- _必須タスク_
1. インタビューのうち、「井関さん:すべてを意識したう」から「ない何かを演じる、役作りをするという感じなのでしょうか?」までをすべて、一字も変えずに書き写すこと。
2. インタビューについて、次の問いに答えること。
(a) 踊りで意識しないといけない部分として、井関さんは何を挙げているか。
(b) 役作りのために、井関さんは何をしているか。
(c) 井関さんは、役作りを踊りと比べてどう言っているか。
3. インタビュー中の次の一文を英語に訳すこと:「本を読んだり、映像を観たりして、この役の人物はこういうときにどんな振りをするのかを考えます。」

- _ページ_
______

井関さん:すべてを意識したうえで、まるで意識していないように見せることを意識しています。踊りは見てもらうものなので、目線、顎の角度、指先から足先まで、けっこう意識しないといけない部分があるんです。ただ、お客さんには意識していないと思わせて、自然の様子として見てもらわないといけない。
――ん~とても難しいですね…。ステージ上では、自分自身を表現されているという感じなのでしょうか? それとも、自分ではない何かを演じる、役作りをするという感じなのでしょうか?
井関さん:自分ではないものを目指すことはしますね。むしろ役作りは踊り以上に好きかもしれません(笑)。本を読んだり、映像を観たりして、この役の人物はこういうときにどんな振りをするのかを考えます。なので、スタート地点では自分ではないものになる感覚です。ただ、公演の回数をこなして突き詰めていくと、なぜか最終的には自分自身に戻っているんですよね。でもそれは役作りをはじめたスタート地点の自分ではなくて、また違う自分です。
――こだわりのあるライフスタイルだとお聞きしました。

______

- _データセットのレコード_
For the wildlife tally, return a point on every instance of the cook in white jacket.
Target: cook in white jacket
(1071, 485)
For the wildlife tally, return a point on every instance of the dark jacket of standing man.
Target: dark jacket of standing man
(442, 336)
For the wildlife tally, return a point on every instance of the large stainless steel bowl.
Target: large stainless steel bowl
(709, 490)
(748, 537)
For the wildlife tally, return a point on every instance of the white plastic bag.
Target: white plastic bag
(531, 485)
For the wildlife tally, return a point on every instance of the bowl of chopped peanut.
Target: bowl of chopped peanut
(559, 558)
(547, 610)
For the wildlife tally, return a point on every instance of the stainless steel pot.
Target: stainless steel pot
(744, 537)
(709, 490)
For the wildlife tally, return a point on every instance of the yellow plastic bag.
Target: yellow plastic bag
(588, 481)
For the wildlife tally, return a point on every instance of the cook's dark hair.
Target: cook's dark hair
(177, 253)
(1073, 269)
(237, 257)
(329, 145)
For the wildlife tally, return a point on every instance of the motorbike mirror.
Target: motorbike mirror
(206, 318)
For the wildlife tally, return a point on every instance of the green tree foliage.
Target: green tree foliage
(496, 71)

______

- _タスク解答_
1.
井関さん:すべてを意識したうえで、まるで意識していないように見せることを意識しています。踊りは見てもらうものなので、目線、顎の角度、指先から足先まで、けっこう意識しないといけない部分があるんです。ただ、お客さんには意識していないと思わせて、自然の様子として見てもらわないといけない。
――ん~とても難しいですね…。ステージ上では、自分自身を表現されているという感じなのでしょうか? それとも、自分ではない何かを演じる、役作りをするという感じなのでしょうか?

2.
(a) 目線、顎の角度、指先から足先まで
(b) 本を読んだり映像を観たりして、役の人物がこういうときにどんな振りをするのかを考える。
(c) 踊り以上に好きかもしれない。

3. I read books and watch videos, and think about what movements the character in this role would make at a moment like this.